## START EXERCISE INPUT

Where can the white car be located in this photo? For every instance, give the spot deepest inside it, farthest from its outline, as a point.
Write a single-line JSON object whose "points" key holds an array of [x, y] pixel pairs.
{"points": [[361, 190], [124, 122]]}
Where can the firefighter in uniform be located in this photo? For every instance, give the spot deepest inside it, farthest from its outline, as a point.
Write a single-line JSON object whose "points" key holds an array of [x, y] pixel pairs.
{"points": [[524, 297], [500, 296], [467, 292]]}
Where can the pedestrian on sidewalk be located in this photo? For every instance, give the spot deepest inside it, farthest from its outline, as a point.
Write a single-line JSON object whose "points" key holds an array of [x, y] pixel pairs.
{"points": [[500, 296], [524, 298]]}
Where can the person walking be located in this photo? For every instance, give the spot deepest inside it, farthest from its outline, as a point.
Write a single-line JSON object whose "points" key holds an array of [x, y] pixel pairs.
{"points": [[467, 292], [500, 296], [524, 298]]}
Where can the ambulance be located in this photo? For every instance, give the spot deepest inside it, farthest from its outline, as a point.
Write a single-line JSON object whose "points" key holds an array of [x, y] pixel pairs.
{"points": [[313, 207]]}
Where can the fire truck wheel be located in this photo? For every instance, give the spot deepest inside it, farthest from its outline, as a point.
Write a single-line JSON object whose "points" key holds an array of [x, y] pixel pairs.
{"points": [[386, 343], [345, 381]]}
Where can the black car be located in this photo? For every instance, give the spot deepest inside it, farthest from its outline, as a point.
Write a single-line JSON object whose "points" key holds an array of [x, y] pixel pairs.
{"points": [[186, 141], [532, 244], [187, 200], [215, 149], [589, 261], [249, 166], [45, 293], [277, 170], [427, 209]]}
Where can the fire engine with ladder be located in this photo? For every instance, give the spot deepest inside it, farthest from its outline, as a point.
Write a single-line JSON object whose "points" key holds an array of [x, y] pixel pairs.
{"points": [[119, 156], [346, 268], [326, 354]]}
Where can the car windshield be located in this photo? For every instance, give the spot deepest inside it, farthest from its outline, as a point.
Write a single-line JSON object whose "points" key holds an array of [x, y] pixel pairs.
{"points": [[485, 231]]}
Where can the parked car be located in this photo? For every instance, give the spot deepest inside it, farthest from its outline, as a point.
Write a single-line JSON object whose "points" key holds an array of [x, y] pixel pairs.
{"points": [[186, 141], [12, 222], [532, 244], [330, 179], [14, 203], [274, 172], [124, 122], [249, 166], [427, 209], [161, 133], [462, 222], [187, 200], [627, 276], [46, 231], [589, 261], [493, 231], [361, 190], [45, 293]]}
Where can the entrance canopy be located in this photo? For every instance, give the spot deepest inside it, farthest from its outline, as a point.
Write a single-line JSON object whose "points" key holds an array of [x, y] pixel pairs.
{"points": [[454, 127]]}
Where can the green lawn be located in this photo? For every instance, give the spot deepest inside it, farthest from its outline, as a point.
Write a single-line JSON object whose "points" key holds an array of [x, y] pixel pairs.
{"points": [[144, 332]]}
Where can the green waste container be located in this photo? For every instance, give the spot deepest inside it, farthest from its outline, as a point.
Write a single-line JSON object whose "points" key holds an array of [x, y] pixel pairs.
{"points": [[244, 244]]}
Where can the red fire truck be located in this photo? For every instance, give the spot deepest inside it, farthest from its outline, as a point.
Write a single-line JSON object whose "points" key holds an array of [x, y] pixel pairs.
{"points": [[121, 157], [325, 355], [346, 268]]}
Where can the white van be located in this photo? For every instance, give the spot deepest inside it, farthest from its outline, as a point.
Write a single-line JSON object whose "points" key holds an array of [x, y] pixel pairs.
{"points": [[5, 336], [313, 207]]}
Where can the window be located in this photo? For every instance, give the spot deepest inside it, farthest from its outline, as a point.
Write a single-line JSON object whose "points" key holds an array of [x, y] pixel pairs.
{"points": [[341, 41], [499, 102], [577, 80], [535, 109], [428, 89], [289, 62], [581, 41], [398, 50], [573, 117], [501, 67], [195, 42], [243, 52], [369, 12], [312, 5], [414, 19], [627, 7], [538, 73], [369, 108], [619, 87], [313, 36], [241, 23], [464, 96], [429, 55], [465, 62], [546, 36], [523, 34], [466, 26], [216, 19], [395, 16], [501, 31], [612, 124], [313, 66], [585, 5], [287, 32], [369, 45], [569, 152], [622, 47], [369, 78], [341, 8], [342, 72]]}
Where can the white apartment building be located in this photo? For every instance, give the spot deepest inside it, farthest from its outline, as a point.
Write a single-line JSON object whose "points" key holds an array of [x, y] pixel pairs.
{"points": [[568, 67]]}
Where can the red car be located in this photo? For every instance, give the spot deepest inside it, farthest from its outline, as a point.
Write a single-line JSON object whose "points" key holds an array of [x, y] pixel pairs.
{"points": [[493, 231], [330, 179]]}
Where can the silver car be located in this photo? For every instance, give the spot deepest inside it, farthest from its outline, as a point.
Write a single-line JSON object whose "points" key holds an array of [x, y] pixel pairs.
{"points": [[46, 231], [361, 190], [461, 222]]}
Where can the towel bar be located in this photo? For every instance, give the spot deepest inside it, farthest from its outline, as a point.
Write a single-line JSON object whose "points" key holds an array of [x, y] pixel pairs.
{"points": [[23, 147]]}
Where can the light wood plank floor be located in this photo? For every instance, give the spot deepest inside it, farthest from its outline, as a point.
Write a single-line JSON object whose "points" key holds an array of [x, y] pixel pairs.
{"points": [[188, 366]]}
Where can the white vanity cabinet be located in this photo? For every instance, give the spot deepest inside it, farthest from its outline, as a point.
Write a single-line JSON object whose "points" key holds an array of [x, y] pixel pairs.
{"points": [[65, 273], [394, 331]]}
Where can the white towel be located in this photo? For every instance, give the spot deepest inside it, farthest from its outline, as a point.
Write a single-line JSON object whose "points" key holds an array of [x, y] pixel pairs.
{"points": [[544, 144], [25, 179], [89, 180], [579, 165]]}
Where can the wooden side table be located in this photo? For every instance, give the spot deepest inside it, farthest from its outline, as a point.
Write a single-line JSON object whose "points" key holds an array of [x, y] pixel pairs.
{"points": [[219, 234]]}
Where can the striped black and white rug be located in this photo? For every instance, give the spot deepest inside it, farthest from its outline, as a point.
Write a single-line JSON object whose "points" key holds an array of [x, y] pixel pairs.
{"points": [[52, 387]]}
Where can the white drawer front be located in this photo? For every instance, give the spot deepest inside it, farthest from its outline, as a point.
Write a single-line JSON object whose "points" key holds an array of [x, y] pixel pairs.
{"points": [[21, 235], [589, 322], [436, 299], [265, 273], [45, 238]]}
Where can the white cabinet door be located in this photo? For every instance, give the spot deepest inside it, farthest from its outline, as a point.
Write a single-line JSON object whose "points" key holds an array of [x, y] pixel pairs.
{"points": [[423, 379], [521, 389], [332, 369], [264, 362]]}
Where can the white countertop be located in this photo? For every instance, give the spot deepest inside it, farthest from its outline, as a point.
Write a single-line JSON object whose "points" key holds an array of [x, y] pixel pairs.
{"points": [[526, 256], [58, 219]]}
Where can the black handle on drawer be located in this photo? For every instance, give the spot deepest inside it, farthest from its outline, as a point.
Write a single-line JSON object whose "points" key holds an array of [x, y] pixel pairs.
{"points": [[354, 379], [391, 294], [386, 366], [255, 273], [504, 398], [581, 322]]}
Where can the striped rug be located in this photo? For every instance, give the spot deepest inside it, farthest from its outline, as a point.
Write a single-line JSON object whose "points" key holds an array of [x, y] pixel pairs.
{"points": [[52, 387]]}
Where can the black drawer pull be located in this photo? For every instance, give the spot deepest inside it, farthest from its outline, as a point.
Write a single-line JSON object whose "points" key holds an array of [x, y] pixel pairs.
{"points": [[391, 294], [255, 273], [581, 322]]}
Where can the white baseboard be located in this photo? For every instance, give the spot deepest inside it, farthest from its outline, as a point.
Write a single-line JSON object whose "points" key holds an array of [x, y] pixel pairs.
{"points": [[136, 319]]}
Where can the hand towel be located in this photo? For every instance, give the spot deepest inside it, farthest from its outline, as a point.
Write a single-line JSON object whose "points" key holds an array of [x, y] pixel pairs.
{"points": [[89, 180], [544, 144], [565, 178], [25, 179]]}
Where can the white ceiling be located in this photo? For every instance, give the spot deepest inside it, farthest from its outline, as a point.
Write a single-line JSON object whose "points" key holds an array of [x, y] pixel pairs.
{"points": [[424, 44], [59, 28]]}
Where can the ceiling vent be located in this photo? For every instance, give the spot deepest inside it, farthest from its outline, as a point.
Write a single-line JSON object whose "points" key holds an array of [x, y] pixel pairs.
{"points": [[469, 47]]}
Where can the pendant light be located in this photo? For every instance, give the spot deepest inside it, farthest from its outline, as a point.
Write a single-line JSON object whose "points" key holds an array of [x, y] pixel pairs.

## END EXERCISE INPUT

*WHAT IS EXPECTED*
Copy exactly the lines from the one containing "Where can the white ceiling" through the last line of the records, both included, and nothing else.

*OUTPUT OF THE TASK*
Where can the white ceiling be located in this photo? For every instance, give the spot deepest inside it, farthest from its outline, as a point.
Write a single-line JSON object whose "points" key holds an array of [x, y] pixel pairs.
{"points": [[424, 44], [59, 28]]}
Where can the ceiling vent be located in this photo? For every instance, give the spot deepest inside it, farthest from its outline, as a point.
Write a single-line JSON object whose "points" key holds an array of [x, y] pixel pairs.
{"points": [[469, 47]]}
Where can the pendant light be located in this photo? For every instance, give the spot deepest inside it, farthest from its outline, as a point.
Write a single-line JSON object whose "points" key holds an array of [x, y] pixel pairs.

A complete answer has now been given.